Present every line of the entries below as a single numbered list, omitting blank lines.
* START *
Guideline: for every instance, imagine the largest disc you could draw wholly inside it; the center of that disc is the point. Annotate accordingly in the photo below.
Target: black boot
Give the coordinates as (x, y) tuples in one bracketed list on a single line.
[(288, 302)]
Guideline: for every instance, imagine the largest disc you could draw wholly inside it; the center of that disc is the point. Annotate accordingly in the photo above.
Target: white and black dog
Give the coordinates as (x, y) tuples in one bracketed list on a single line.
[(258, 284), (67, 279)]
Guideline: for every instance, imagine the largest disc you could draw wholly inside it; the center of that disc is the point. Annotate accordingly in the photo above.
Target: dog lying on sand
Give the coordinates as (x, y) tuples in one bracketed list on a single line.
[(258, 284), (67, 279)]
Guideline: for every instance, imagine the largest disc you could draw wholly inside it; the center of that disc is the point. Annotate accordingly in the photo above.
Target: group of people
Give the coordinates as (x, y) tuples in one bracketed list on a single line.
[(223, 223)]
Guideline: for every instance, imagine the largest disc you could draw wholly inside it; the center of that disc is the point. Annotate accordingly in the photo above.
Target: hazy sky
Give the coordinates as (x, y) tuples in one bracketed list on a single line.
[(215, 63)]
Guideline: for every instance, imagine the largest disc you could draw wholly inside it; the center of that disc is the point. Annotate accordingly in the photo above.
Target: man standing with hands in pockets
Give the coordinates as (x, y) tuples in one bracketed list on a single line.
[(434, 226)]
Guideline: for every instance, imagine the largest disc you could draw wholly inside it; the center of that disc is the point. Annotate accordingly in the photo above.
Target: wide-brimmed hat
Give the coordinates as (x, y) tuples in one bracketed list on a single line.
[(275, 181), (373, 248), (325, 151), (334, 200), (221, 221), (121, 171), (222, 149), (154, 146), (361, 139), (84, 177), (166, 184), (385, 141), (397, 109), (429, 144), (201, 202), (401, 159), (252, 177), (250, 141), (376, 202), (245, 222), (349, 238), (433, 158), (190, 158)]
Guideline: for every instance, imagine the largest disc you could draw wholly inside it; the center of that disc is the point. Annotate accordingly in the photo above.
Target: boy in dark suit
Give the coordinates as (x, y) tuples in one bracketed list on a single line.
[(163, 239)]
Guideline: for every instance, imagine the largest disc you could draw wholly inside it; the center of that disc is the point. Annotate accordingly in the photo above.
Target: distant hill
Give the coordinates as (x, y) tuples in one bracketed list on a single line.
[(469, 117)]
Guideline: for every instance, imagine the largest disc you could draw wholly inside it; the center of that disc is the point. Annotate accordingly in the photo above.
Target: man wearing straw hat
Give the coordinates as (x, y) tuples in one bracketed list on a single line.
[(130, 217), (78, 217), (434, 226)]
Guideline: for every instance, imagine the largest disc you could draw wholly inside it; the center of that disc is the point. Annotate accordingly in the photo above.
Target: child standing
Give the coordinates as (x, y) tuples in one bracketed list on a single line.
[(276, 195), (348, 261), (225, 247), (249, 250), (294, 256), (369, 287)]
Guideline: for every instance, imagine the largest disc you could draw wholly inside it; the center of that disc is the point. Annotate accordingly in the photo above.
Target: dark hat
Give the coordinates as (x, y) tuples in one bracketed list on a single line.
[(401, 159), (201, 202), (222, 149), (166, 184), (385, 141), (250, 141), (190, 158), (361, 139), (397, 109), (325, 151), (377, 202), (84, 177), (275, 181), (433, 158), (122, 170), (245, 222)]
* END *
● Answer for this exercise:
1. Guideline: for every instance, imagine the largest disc you could draw wholly inside it; the center of that disc is the point. Annotate accordingly in the photo below.
2. Target: black boot
3. Give the coordinates as (x, y) tuples in one bracketed list on a single line.
4. [(288, 302)]
5. Guideline: for every instance, imagine the largest disc you could draw wholly inside it; the center of that disc is the point. Annotate accordingly in the photo above.
6. Target: white and black dog
7. Give the coordinates as (x, y) tuples in one bracketed list on a single line.
8. [(258, 284), (67, 279)]
9. Guideline: for every instance, imagine the largest disc you could draw wholly inside it; the center of that disc is the point. Annotate accordingly in the photo above.
10. Target: dog lying on sand
11. Give the coordinates as (x, y) tuples in one bracketed list on a single line.
12. [(258, 284), (67, 279)]
13. Guideline: for every instance, imagine the largest disc you could draw wholly inside it; the center of that disc is the point. Annotate accordingly in the photo above.
14. Target: group of people
15. Give the coordinates as (x, y) tuples in one bracketed list on a single line.
16. [(223, 223)]
17. Guideline: for every instance, imagine the largest disc you could draw wholly inside it; the center of that disc is the point. Annotate accordingly in the photo above.
18. Target: hazy sky
19. Give the coordinates as (x, y) tuples in one bracketed list on a single line.
20. [(215, 63)]
21. Guideline: for every instance, imagine the largest disc you could draw wholly inside it; the center of that disc is the point. Annotate accordingly in the photo above.
22. Target: man standing with hands in pockets
23. Give the coordinates as (x, y) tuples in one bracketed list on a single line.
24. [(434, 226)]
25. Guideline: for every instance, imagine the largest disc you could draw wholly inside it; the center of that disc is the point. Annotate accordingly in the photo above.
26. Target: wide-brimmed hat
27. Give the coordinates as (x, y) tuples in one bracketed list on a single line.
28. [(275, 181), (373, 248), (325, 151), (334, 200), (221, 221), (121, 171), (222, 149), (154, 146), (361, 139), (84, 177), (166, 184), (385, 141), (397, 109), (429, 144), (201, 202), (401, 159), (252, 177), (250, 141), (376, 202), (245, 222), (349, 238), (433, 158), (190, 158)]
29. Guideline: for every instance, imagine the largest disc you could draw wholly inside it; the center of that disc is the point. Annotate accordingly in the photo above.
30. Target: boy in dark suit
31. Give the coordinates as (x, y) tuples in one bracketed list on a single line.
32. [(163, 239)]
33. Guideline: for every instance, imagine the largest disc you could draw wholly inside it; the center of that disc is the point. Annotate accordingly in the photo above.
34. Target: distant hill
35. Give the coordinates as (x, y) tuples in one bracketed list on a single line.
36. [(469, 117)]
37. Guideline: for every instance, imagine the largest disc you could draw wholly inside it; the center of that disc is the point. Annotate accordingly in the photo above.
38. Target: man wearing straw hat
39. Give the coordinates as (x, y) tuples in one bracketed list on a single line.
40. [(130, 217), (78, 217), (434, 226)]
41. Guideline: for every instance, imagine the largest disc you could draw wholly inside it; the center of that disc is the point. Annotate accordingly in the photo above.
42. Target: child standing
43. Give the coordinates as (x, y) tuples in one bracketed list on a single line.
44. [(276, 195), (348, 261), (225, 247), (249, 250), (294, 256), (369, 287)]
45. Guideline: for every instance, imagine the largest disc you could draw wholly inside it; the center of that disc is the point. Annotate accordingly in the photo above.
46. Target: dark hat
47. Give the coordinates as (x, y) tuples in one bracketed list on a single line.
48. [(401, 159), (201, 202), (222, 149), (166, 184), (385, 141), (250, 141), (190, 158), (361, 139), (397, 109), (325, 151), (377, 202), (84, 177), (275, 181), (433, 158), (122, 170), (245, 222)]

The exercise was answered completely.